▶ Problem to work on
Reproduce the blog post word for word from "Tuesday, March 18, 2008" to "ahead of myself.".

▶ Excerpt
Tuesday, March 18, 2008


I love mildred. I know. It might be a crush. But I've learned to enjoy these things for what they are.

mildred happened upon My line last night. I wasn't fishing. The lure was simply there, dangling, waiting, and then, mildred bit and really quite outdid herself. That sweet, tender voice, the yearning edge, at least to start, though her agonized whimpers of frustration were.... Hmm. I seem to be getting ahead of myself.

Briefly, the caller introduced himself as milton, presented himself as a sub, and chatted quite rationally through the first drink I had him consume. Along the way, I asked him a few questions - the research and development phase, as I think of it. My fave pieces of equipment - naturally - are the body and the voice. Ask a question, get a response. Ask another, get another response. The little telling clue, and the key to his undoing, or her doing, was the question about what color panties would look best clading his crotch. Milton, apparently, had never been into feminization, or so he said, but when I asked, his cockometer ran a fever and became infected and engorged.

I proposed a deal: that I guide him for part of an evening, and at the end, if he didn't say thank You, I would give him ten free calls. Mind you, I didn't mention that the ten free calls would come in his next life, but I was confident in what the end result would be.

The silly thing agreed, and we reconvened half an hour later, after he'd gone off and bought a pair of stockings and some lovely pink lipstick. I'm a fan of Revlon for my callers, in case you were wondering.

Tucking doesn't come easily to everyone. The first problem, especially for newbies, is tumescence. They find the feel of the tight, clingy material just a little too interesting. My experience, however, is that after half an hour to 45 minutes of having their crotches encased in the restrictive control top, things have quieted down. At that point, the testes are quite warm and things have softened up quite a bit. millie, as s/he was now known, was still slightly feverish and, I must say, still quite game. A bit of trancing and relaxation will help with these things. Down went the inflate-a-clit, up went the testes, and before millie could cry 'Mommy!' s/he was sporting a new streamlined look.

So, I thought, let the fun begin.

Oh dear. My student is here. (He's learning photomanipulation.)

To cut to the chase, compression worked wonders, and within an hour s/he didn't know which end was up and telling me that s/he'd never felt quite so alive, even as that lovely crotch felt like it was on fire and s/he'd confessed to a number of things s/he didn't initially even know s/he had to confess to. Now s/he'll have to live with the shame of knowing exactly how s/he debased humanity with her vile thoughts and actions. But we can talk about those later. To put it simply, s/he made Gus look like the silly winged fairy that he is.

▶ Recorded information
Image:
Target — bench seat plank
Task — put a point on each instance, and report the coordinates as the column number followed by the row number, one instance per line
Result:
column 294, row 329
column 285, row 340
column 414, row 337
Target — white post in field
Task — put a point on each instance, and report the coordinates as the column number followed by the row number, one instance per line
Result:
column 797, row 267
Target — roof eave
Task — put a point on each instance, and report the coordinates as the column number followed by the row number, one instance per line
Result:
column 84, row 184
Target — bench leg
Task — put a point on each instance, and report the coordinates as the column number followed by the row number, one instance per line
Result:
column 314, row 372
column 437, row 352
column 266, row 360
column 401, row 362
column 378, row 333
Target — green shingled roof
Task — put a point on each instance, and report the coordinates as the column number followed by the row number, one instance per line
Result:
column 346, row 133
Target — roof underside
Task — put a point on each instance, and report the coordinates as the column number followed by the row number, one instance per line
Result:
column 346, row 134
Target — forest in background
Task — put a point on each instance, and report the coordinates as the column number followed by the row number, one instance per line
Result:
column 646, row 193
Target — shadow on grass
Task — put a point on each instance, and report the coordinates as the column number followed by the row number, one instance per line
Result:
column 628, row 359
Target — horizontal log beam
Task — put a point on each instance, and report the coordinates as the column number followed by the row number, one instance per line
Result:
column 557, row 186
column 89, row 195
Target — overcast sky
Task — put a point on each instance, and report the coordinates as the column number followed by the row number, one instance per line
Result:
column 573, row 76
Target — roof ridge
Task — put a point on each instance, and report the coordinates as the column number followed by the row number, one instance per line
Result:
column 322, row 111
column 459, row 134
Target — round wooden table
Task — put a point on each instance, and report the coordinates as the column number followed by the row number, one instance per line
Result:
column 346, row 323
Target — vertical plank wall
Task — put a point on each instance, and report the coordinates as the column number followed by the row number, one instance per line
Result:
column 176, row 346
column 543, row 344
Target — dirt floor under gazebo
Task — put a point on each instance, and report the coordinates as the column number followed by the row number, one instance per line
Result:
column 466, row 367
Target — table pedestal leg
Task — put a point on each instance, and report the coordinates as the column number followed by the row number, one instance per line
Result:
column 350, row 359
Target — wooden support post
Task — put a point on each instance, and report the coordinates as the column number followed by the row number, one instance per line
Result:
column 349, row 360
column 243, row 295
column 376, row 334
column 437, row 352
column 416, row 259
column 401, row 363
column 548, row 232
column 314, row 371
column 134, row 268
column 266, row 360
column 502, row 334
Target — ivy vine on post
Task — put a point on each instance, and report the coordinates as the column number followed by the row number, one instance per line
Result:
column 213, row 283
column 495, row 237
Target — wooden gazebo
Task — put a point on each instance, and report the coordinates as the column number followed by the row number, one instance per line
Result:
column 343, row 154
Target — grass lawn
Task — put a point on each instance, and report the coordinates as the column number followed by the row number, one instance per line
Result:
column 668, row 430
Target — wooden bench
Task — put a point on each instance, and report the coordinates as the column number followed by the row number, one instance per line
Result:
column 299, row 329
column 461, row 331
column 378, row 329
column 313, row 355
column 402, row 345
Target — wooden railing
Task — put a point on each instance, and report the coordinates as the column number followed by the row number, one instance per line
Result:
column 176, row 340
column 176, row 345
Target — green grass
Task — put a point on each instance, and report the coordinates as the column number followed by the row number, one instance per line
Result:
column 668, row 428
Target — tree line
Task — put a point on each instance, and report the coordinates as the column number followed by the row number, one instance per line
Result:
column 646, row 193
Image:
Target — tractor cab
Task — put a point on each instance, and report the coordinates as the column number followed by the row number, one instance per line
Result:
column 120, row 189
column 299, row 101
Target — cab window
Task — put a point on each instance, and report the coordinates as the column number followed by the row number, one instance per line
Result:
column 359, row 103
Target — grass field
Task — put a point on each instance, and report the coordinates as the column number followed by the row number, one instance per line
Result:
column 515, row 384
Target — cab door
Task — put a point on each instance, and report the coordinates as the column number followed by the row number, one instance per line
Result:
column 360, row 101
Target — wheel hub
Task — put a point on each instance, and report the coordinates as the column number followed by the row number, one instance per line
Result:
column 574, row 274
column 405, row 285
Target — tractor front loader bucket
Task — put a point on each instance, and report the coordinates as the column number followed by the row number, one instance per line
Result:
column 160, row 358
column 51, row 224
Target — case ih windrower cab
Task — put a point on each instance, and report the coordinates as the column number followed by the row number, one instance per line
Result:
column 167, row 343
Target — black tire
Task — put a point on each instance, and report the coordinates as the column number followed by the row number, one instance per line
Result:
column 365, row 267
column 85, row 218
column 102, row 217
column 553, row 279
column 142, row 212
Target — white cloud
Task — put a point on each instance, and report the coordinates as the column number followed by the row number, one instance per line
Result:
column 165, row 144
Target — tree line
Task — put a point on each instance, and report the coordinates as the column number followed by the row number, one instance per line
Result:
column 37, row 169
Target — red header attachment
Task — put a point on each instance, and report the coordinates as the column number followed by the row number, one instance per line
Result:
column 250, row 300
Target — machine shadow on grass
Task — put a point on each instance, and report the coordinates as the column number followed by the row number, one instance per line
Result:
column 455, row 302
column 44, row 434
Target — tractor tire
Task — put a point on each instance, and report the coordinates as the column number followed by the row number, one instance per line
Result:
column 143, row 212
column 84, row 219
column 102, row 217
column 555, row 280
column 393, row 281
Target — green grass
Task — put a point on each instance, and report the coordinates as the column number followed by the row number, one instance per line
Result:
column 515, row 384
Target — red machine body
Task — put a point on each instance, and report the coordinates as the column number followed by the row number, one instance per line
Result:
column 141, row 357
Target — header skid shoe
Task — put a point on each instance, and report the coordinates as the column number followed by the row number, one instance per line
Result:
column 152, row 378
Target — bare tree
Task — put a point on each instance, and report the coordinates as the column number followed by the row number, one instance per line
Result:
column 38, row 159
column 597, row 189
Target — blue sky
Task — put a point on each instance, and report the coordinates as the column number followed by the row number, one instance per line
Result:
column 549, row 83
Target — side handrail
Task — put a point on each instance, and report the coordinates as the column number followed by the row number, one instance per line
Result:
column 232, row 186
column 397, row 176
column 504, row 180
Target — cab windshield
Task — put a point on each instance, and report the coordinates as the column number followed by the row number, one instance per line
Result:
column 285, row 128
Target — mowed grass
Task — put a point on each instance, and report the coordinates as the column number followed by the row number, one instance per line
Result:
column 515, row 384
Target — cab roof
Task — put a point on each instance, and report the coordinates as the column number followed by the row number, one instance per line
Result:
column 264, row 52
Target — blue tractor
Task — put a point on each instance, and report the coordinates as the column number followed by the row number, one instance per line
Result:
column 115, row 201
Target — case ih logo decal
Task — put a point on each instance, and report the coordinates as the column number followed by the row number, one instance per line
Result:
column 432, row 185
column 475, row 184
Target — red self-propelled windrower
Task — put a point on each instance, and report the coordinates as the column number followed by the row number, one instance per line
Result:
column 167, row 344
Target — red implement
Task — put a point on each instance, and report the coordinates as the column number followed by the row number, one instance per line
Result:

▶ Exercise solution
Tuesday, March 18, 2008


I love mildred. I know. It might be a crush. But I've learned to enjoy these things for what they are.

mildred happened upon My line last night. I wasn't fishing. The lure was simply there, dangling, waiting, and then, mildred bit and really quite outdid herself. That sweet, tender voice, the yearning edge, at least to start, though her agonized whimpers of frustration were.... Hmm. I seem to be getting ahead of myself.